Rewrite the listing below as a JSON list of strings, with one string per line and any blank lines left out.

==== Records for this task

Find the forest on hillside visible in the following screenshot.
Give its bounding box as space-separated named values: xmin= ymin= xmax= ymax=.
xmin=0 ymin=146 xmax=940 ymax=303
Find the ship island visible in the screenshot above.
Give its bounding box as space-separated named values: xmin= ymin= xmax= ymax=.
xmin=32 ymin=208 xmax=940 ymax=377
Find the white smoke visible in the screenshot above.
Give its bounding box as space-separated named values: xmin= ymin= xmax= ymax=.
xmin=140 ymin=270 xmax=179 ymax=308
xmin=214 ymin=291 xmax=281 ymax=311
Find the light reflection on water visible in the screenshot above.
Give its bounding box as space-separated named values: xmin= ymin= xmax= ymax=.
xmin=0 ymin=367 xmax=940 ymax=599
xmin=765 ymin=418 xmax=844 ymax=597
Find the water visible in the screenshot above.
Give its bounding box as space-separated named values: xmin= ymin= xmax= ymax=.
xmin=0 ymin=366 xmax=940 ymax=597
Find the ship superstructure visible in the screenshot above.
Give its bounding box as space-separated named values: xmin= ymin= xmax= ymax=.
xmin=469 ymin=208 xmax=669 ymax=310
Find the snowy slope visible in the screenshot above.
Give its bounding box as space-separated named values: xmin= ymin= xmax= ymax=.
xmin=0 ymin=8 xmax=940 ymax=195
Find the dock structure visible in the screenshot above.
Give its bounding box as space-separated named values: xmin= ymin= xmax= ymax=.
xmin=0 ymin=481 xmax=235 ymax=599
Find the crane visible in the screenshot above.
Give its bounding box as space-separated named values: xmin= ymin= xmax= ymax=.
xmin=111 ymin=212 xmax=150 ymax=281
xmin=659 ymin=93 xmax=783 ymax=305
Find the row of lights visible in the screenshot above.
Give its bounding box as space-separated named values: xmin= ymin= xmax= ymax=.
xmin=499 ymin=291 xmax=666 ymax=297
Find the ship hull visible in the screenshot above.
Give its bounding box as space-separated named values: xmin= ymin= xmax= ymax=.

========

--- Written answer ---
[
  "Find the forest on hillside visible in the following screenshot.",
  "Give its bounding box as space-separated named values: xmin= ymin= xmax= ymax=.",
  "xmin=0 ymin=146 xmax=940 ymax=303",
  "Find the ship island visible in the screenshot above.",
  "Give its bounding box as space-separated named values: xmin= ymin= xmax= ymax=.",
  "xmin=32 ymin=208 xmax=940 ymax=377",
  "Find the white smoke visible in the screenshot above.",
  "Give its bounding box as space-separated named values: xmin= ymin= xmax= ymax=.",
  "xmin=140 ymin=270 xmax=179 ymax=308",
  "xmin=214 ymin=291 xmax=281 ymax=311",
  "Find the light reflection on water visible in the screenshot above.",
  "Give its bounding box as space-separated named values: xmin= ymin= xmax= ymax=.",
  "xmin=0 ymin=367 xmax=940 ymax=599",
  "xmin=765 ymin=418 xmax=844 ymax=597",
  "Find the water visible in the screenshot above.",
  "Give its bounding box as space-separated named values: xmin= ymin= xmax= ymax=.",
  "xmin=0 ymin=366 xmax=940 ymax=597",
  "Find the ship superstructure visible in the screenshot above.",
  "Give its bounding box as space-separated named values: xmin= ymin= xmax= ymax=.",
  "xmin=469 ymin=208 xmax=669 ymax=310",
  "Find the snowy slope visible in the screenshot above.",
  "Give its bounding box as space-separated named values: xmin= ymin= xmax= ymax=.",
  "xmin=0 ymin=8 xmax=940 ymax=195",
  "Find the dock structure visible in the screenshot above.",
  "Give its bounding box as space-separated named values: xmin= ymin= xmax= ymax=.",
  "xmin=0 ymin=481 xmax=235 ymax=599",
  "Find the crane visible in the screenshot above.",
  "Give its bounding box as space-separated named values: xmin= ymin= xmax= ymax=.",
  "xmin=111 ymin=212 xmax=150 ymax=281",
  "xmin=659 ymin=93 xmax=783 ymax=305",
  "Find the row of lights visible in the screenshot above.",
  "Give its bounding box as space-separated named values: xmin= ymin= xmax= ymax=.",
  "xmin=499 ymin=291 xmax=666 ymax=297",
  "Find the ship hull visible in the screenshot above.",
  "Give its bounding box as space-separated named values: xmin= ymin= xmax= ymax=."
]